Assignment: Extract every line of the listing below and reproduce each one unchanged, character for character.

Available data:

....

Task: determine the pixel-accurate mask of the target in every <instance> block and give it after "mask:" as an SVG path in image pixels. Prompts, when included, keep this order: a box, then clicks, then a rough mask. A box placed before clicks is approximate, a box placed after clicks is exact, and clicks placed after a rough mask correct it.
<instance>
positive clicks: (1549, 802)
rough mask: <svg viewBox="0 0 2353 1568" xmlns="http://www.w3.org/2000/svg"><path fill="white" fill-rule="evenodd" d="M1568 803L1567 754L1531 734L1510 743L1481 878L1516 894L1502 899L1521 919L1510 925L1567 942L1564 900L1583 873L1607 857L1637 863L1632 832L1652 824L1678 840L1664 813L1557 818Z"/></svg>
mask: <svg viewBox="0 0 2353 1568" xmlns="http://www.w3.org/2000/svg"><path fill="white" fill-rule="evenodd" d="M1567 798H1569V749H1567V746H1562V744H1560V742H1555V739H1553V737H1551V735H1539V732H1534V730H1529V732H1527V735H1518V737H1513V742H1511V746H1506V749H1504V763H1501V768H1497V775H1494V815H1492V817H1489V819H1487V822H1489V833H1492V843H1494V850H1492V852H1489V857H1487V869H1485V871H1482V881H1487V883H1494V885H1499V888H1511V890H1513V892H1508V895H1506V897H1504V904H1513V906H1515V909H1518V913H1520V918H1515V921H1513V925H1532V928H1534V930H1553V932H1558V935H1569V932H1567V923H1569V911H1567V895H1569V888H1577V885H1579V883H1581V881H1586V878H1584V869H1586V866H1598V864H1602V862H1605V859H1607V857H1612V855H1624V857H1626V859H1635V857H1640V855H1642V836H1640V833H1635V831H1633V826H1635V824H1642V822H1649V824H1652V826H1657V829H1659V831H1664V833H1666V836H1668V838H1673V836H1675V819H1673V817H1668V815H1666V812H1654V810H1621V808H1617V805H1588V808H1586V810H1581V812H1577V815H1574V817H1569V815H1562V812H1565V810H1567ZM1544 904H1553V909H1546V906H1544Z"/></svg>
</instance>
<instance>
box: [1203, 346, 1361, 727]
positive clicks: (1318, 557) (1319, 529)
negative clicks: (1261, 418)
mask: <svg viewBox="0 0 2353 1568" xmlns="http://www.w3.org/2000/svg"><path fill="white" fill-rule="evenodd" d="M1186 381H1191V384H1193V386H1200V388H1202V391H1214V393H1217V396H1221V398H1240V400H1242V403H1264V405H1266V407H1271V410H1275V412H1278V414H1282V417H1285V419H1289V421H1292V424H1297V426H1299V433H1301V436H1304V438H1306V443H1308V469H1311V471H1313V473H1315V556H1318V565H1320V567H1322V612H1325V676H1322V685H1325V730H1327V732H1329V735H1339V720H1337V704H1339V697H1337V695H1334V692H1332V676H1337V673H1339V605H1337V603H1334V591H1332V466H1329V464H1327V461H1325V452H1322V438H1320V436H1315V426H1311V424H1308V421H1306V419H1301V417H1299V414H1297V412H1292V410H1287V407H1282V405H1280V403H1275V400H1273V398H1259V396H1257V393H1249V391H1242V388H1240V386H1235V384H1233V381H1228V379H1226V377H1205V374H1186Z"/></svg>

....

Expected answer:
Task: determine the pixel-accurate mask of the target in every <instance> block and give it after "mask:" as an SVG path in image pixels. Prompts, when included, keep this order: a box, then clicks, then a rough mask. A box placed before clicks is approximate, a box placed after clicks is exact, and clicks placed after a rough mask correct it.
<instance>
positive clicks: (1549, 802)
rough mask: <svg viewBox="0 0 2353 1568" xmlns="http://www.w3.org/2000/svg"><path fill="white" fill-rule="evenodd" d="M1568 803L1567 754L1531 734L1510 743L1481 878L1516 894L1502 899L1521 919L1510 925L1567 942L1564 900L1583 873L1607 857L1637 863L1632 832L1652 824L1678 840L1664 813L1557 818Z"/></svg>
mask: <svg viewBox="0 0 2353 1568" xmlns="http://www.w3.org/2000/svg"><path fill="white" fill-rule="evenodd" d="M1567 798H1569V749H1567V746H1562V744H1560V742H1555V739H1553V737H1551V735H1539V732H1534V730H1529V732H1527V735H1518V737H1513V742H1511V746H1506V749H1504V763H1501V768H1497V775H1494V815H1492V817H1489V819H1487V822H1489V833H1492V843H1494V850H1492V852H1489V857H1487V869H1485V871H1482V881H1487V883H1494V885H1499V888H1511V890H1513V892H1508V895H1506V897H1504V904H1513V906H1515V909H1518V913H1520V918H1515V921H1513V925H1532V928H1534V930H1553V932H1558V935H1569V932H1567V923H1569V911H1567V895H1569V888H1577V885H1579V883H1581V881H1586V878H1584V869H1586V866H1598V864H1602V862H1605V859H1607V857H1612V855H1624V857H1626V859H1635V857H1640V855H1642V836H1640V833H1635V831H1633V826H1635V824H1642V822H1649V824H1652V826H1657V829H1659V831H1664V833H1666V836H1668V838H1673V836H1675V819H1673V817H1668V815H1666V812H1654V810H1621V808H1617V805H1588V808H1586V810H1581V812H1577V815H1574V817H1569V815H1562V812H1565V810H1567ZM1544 904H1553V909H1546V906H1544Z"/></svg>
</instance>
<instance>
box: [1203, 346, 1361, 727]
positive clicks: (1318, 557) (1319, 529)
negative clicks: (1261, 418)
mask: <svg viewBox="0 0 2353 1568" xmlns="http://www.w3.org/2000/svg"><path fill="white" fill-rule="evenodd" d="M1186 381H1191V384H1193V386H1200V388H1202V391H1214V393H1217V396H1221V398H1240V400H1242V403H1264V405H1266V407H1271V410H1275V412H1278V414H1282V417H1285V419H1289V421H1292V424H1297V426H1299V433H1301V436H1304V438H1306V443H1308V469H1311V471H1313V473H1315V556H1318V565H1320V567H1322V612H1325V676H1322V685H1325V730H1327V732H1329V735H1339V720H1337V704H1339V697H1337V695H1334V692H1332V676H1337V673H1339V605H1337V603H1334V591H1332V466H1329V464H1327V461H1325V452H1322V438H1320V436H1315V426H1311V424H1308V421H1306V419H1301V417H1299V414H1297V412H1292V410H1287V407H1282V405H1280V403H1275V400H1273V398H1259V396H1257V393H1249V391H1242V388H1240V386H1235V384H1233V381H1228V379H1226V377H1205V374H1186Z"/></svg>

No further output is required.